■ PROBLEM DESCRIPTION: Copy each of the lines below word for word, without changing anything.

======== LISTED RECORDS

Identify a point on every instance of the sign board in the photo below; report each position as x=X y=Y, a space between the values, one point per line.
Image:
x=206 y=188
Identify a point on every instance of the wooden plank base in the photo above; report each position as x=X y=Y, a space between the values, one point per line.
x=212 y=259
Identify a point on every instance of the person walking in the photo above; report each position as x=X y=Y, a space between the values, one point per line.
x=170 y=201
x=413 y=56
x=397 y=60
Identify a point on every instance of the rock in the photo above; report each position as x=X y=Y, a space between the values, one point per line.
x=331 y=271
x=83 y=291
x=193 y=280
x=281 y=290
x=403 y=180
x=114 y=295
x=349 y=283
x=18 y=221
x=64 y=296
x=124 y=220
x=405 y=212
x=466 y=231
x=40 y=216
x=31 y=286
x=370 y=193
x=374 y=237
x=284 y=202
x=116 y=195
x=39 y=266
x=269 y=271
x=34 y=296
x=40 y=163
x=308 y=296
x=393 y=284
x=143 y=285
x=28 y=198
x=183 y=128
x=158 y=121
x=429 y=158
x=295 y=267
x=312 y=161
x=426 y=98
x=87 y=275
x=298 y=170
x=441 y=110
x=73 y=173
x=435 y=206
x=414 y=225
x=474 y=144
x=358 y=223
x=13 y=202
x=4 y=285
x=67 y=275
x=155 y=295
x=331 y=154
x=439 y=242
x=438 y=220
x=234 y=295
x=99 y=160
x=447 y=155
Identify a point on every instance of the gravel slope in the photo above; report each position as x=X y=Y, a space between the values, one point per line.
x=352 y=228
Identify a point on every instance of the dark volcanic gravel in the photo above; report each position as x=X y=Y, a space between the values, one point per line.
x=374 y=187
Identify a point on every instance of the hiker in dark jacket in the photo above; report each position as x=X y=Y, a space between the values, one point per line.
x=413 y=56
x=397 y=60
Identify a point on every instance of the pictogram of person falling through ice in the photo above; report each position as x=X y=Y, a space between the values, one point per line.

================

■ THE REPLY:
Identify a point on every instance of the sign board in the photo below; report each position as x=X y=Y, a space between the values, one point per line.
Image:
x=206 y=188
Identify a point on every instance of the wooden plank base in the photo above; report each position as x=X y=Y, a space between the values, one point per line.
x=212 y=259
Identify a point on every instance of the person walking in the photo above; report each position as x=X y=Y, a space between the values, one point per line.
x=170 y=201
x=413 y=56
x=397 y=60
Identify a point on every instance of the rock in the photo above; report each position as x=X y=Y, a space between the values, one point per line.
x=331 y=271
x=83 y=291
x=193 y=280
x=281 y=290
x=403 y=180
x=114 y=295
x=349 y=283
x=18 y=221
x=64 y=296
x=124 y=220
x=405 y=212
x=466 y=231
x=40 y=216
x=31 y=286
x=370 y=193
x=374 y=237
x=284 y=202
x=116 y=195
x=39 y=266
x=269 y=271
x=34 y=296
x=40 y=163
x=308 y=296
x=393 y=284
x=143 y=285
x=28 y=198
x=183 y=128
x=158 y=121
x=429 y=158
x=295 y=267
x=312 y=161
x=426 y=98
x=87 y=275
x=298 y=170
x=441 y=110
x=73 y=173
x=435 y=206
x=414 y=225
x=474 y=144
x=358 y=223
x=13 y=202
x=4 y=285
x=67 y=275
x=155 y=295
x=331 y=154
x=439 y=242
x=438 y=220
x=234 y=295
x=99 y=160
x=447 y=155
Identify a point on every instance of the gravel slope in the photo above; report each position as x=X y=Y, a space between the values, one point per line.
x=352 y=228
Identify a point on every instance of the dark volcanic gravel in the photo above; report each position as x=X y=Y, a space between the values, one point per line.
x=374 y=187
Identify a point on every instance of the hiker in dark jacket in the photo above; report each position as x=X y=Y, a space between the values, one point per line.
x=413 y=56
x=397 y=60
Identify a point on every instance of the pictogram of person falling through ice in the photo above; report each position as x=X y=Y, a space between the values, one point per line.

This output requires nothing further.